====== Data for this exercise ======

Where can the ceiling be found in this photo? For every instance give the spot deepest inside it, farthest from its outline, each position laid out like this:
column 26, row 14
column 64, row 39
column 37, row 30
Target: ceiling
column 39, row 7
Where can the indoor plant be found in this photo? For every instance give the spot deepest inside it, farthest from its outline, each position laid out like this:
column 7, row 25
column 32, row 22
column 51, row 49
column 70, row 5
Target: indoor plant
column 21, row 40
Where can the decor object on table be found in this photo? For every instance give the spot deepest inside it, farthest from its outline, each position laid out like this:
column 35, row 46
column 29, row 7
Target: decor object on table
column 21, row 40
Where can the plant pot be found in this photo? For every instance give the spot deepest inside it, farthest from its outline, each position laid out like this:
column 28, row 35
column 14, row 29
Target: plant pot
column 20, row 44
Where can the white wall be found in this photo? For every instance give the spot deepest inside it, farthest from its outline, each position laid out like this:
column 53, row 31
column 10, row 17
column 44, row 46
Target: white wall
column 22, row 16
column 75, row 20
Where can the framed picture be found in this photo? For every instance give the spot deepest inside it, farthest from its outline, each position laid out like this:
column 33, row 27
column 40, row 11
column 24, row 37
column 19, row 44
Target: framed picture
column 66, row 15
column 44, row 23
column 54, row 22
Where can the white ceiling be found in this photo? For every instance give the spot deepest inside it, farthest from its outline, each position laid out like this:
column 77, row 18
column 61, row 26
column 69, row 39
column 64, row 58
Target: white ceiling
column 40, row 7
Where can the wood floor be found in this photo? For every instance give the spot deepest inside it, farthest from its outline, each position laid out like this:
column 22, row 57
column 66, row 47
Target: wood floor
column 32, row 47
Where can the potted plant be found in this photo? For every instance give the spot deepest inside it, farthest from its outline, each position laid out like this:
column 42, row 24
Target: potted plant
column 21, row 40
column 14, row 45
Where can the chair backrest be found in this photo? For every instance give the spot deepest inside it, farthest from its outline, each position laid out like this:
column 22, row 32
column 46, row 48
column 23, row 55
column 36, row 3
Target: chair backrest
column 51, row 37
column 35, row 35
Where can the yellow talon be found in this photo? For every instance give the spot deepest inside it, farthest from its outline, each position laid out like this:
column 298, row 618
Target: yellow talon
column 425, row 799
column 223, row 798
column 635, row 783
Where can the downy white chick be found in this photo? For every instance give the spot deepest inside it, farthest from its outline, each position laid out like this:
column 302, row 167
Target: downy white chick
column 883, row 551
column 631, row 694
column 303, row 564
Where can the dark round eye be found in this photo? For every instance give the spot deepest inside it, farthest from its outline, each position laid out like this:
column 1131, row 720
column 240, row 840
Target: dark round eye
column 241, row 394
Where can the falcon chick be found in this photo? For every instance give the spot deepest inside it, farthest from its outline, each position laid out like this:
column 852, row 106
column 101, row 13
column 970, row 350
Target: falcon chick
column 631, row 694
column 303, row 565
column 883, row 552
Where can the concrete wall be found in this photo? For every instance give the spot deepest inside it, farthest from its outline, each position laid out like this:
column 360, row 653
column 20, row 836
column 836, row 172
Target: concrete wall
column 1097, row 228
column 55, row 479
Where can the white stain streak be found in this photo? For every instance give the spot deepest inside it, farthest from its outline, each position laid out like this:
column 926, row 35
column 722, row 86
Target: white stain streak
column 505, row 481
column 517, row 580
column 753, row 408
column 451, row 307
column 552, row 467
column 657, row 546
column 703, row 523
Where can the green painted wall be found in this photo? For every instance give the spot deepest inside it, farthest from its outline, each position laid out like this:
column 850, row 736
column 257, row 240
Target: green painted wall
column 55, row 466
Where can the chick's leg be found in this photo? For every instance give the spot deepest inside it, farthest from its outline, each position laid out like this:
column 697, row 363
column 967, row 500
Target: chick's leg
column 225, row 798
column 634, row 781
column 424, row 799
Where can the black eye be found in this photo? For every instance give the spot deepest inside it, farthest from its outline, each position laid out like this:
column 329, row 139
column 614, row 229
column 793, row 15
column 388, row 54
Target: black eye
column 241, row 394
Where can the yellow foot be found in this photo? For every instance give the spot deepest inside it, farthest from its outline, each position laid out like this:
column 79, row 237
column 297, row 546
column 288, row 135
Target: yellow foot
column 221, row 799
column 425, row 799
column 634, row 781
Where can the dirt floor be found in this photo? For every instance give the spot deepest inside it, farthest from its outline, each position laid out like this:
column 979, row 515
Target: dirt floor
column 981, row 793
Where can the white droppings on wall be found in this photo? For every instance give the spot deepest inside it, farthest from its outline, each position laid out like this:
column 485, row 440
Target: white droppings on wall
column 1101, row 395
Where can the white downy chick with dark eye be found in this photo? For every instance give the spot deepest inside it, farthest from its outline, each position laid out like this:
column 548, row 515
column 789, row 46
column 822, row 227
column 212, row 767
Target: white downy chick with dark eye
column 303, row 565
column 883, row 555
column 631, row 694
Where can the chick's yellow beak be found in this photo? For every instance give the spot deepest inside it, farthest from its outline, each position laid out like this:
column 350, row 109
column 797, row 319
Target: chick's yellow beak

======

* Short exercise
Copy all of the dataset records above word for word, leaving nothing out and changing nothing.

* Task output
Where can the ceiling be found in this photo? For every instance give the spot deepest inside it, farthest from its outline, each position laid out like this:
column 26, row 14
column 64, row 39
column 37, row 30
Target: ceiling
column 39, row 7
Where can the indoor plant be found in this photo? For every instance give the spot deepest inside it, farthest from its outline, each position laid out like this:
column 7, row 25
column 32, row 22
column 51, row 49
column 70, row 5
Target: indoor plant
column 21, row 40
Where can the decor object on table be found in this photo? For every instance give the spot deepest inside it, farthest from its outline, each position laid out like this:
column 35, row 46
column 29, row 7
Target: decor object on table
column 21, row 40
Where can the plant pot be found in this photo? For every instance give the spot deepest inside it, farthest from its outline, each position laid out like this:
column 28, row 35
column 14, row 29
Target: plant pot
column 20, row 44
Where can the white wall be found in this photo? For every instance give the spot deepest inside it, farthest from its outline, each position laid out like this:
column 53, row 31
column 10, row 17
column 44, row 46
Target: white wall
column 22, row 16
column 75, row 20
Where can the framed picture be found in this photo? For every instance give the spot deepest inside it, farthest from its outline, each position laid out like this:
column 33, row 27
column 40, row 11
column 24, row 37
column 19, row 44
Target: framed picture
column 66, row 15
column 44, row 23
column 54, row 22
Where can the white ceiling be found in this photo? For every instance give the spot deepest inside it, farthest from its outline, each position laid out like this:
column 77, row 18
column 61, row 26
column 69, row 39
column 64, row 58
Target: white ceiling
column 40, row 7
Where can the wood floor be found in this photo? For every instance give the spot deepest inside it, farthest from its outline, each position laid out like this:
column 22, row 57
column 66, row 47
Target: wood floor
column 32, row 47
Where can the potted plant be found in this photo? For every instance give the spot deepest inside it, farthest from its outline, each position laid out like this:
column 42, row 24
Target: potted plant
column 21, row 40
column 14, row 45
Where can the chair backrest be found in this photo? For every instance give the spot deepest inside it, farthest from its outline, each position laid out like this:
column 22, row 32
column 46, row 48
column 23, row 55
column 36, row 3
Target: chair backrest
column 51, row 37
column 35, row 35
Where can the yellow talon be found in this photo? For every instance give the spot deepest inside it, farthest from its outline, each position laid out like this:
column 298, row 618
Target: yellow talon
column 425, row 799
column 223, row 798
column 635, row 783
Where can the downy white chick be found in this photo? For every instance give the spot deepest inside it, farthest from its outline, each position laid out like this:
column 302, row 167
Target: downy white chick
column 883, row 551
column 631, row 694
column 303, row 564
Where can the dark round eye be found in this photo? For every instance give the spot deepest inside it, farthest from its outline, each position laid out like this:
column 1131, row 720
column 240, row 840
Target: dark round eye
column 241, row 394
Where can the falcon chick be found in this photo? For every instance give the spot deepest inside it, farthest from its outline, each position laid out like this:
column 852, row 106
column 101, row 13
column 970, row 350
Target: falcon chick
column 631, row 694
column 303, row 565
column 883, row 552
Where can the concrete wall be found in this photo? For every instance give the spot deepest inside it, farthest from its outline, each position laid out like this:
column 360, row 653
column 20, row 836
column 836, row 172
Target: concrete wall
column 1097, row 228
column 55, row 479
Where can the white stain streak be found in this photo? For every instance give the spot deepest inside it, farthest from its outline, each position laid out like this:
column 926, row 35
column 722, row 86
Target: white stain streak
column 505, row 481
column 517, row 580
column 753, row 408
column 451, row 307
column 552, row 467
column 657, row 546
column 703, row 523
Where can the green painted wall be found in this photo? For every instance give the spot deepest inside it, farthest from its outline, each position laid out like this:
column 850, row 736
column 257, row 240
Target: green painted wall
column 55, row 466
Where can the chick's leg be found in this photo? For every instance give the spot deepest inside it, farthest from its outline, each position laid out like this:
column 697, row 363
column 967, row 500
Target: chick's leg
column 225, row 798
column 634, row 781
column 424, row 799
Where can the black eye be found in this photo? For every instance give the spot deepest inside it, farthest from its outline, each position laid out like this:
column 329, row 139
column 614, row 229
column 793, row 15
column 388, row 54
Target: black eye
column 241, row 394
Where can the yellow foot be found in this photo? For every instance give the spot deepest inside it, farthest from its outline, each position laid out like this:
column 79, row 237
column 297, row 546
column 288, row 135
Target: yellow foot
column 221, row 799
column 425, row 799
column 634, row 781
Where can the dirt floor be found in this photo? For every instance give the spot deepest inside it, farthest from its outline, each position laid out like this:
column 979, row 515
Target: dirt floor
column 981, row 793
Where can the white droppings on wall be found in this photo? For every instance give the spot deepest inside it, farthest from its outline, each position laid out like this:
column 485, row 440
Target: white droppings on wall
column 1101, row 395
Where can the white downy chick with dark eye be found in this photo? For every instance give the spot deepest inside it, farthest from its outline, each position laid out like this:
column 548, row 515
column 789, row 46
column 822, row 227
column 212, row 767
Target: white downy chick with dark eye
column 303, row 565
column 883, row 555
column 631, row 694
Where can the chick's yellow beak be found in this photo? For every instance give the spot deepest inside it, farthest from its outline, each position laid out like this:
column 350, row 109
column 797, row 319
Target: chick's yellow beak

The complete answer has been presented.